[What to work on] Copy the rows below with every "photograph" changed to "image" and all other text left as it is. Omit the pictures.

[Dataset excerpts]
"""

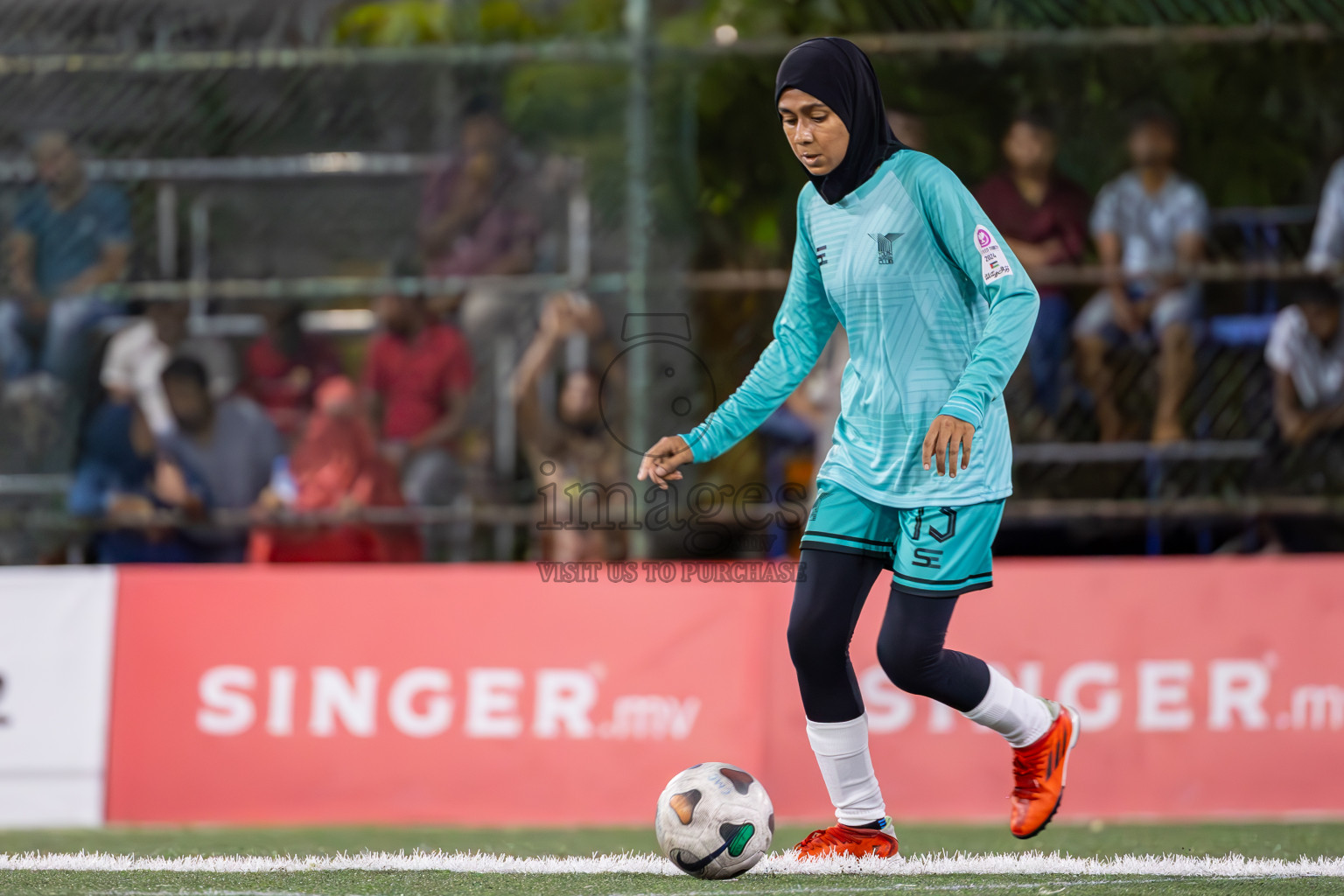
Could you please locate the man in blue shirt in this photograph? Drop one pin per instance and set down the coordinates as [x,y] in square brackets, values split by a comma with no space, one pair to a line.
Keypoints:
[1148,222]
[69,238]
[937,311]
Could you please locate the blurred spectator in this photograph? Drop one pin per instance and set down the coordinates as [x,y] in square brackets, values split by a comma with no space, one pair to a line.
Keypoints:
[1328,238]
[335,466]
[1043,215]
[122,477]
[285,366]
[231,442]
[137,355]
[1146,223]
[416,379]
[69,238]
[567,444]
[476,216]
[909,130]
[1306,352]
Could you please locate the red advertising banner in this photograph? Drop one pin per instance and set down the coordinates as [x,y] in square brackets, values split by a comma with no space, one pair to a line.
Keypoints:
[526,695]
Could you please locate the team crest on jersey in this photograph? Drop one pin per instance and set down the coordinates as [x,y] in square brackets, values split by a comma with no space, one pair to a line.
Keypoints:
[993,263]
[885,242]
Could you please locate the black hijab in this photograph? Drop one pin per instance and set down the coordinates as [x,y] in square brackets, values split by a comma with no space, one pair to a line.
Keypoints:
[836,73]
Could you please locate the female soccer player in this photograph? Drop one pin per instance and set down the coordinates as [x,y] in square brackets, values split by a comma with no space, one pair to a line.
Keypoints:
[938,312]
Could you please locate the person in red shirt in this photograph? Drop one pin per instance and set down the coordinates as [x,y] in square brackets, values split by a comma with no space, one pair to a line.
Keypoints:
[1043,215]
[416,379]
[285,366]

"""

[Task output]
Could you please locate the man in blue shirt in this image? Drop one pin per instance and set down the coordinates as [x,y] in square brackets, values split by a comma with no space, one pair to a line.
Keypoints:
[1148,222]
[69,238]
[937,311]
Could you please locate the blurred spectator in this image? Drop one pin per instance and set down the coordinates as [x,y] in square brackets, values split by a comma with no space, one pair to a line.
Keypoints:
[1328,238]
[335,466]
[1043,215]
[122,477]
[285,366]
[231,442]
[137,355]
[1146,223]
[416,379]
[69,238]
[567,444]
[476,216]
[909,130]
[1306,352]
Could you please locate the red advertising banner in this image? Drop one pin per instance and set down the coordinates as [x,y] in square brackets, values split by a comma with no space, one pair to a line.
Keypoints:
[526,695]
Could you please locate the team crest on jersey in this image? Drop one pin per instance and set down the coordinates as [x,y] in square brackets, values split by a comma with no space, one pair to a line.
Keypoints:
[993,263]
[885,242]
Could you please locate the black hijab in this image? Drop one pin per instance and set down the coordinates as [x,y] in square brackets, values split by a comma with no space, one pair to a line.
Keypoints:
[836,73]
Could you please locate the female soccer player in this image? Drop one pin per instance and set down the coordinates as [x,y] in square brackets, values split by a comma with no space, one pair to a line.
Keypoints:
[938,312]
Could you please locate the person in red shirt in this image? Drop one pin per instance and set down the coordinates as [x,y] in square brackets, values split by a comma with no space, one pair to a line.
Keypoints:
[1043,215]
[416,379]
[285,366]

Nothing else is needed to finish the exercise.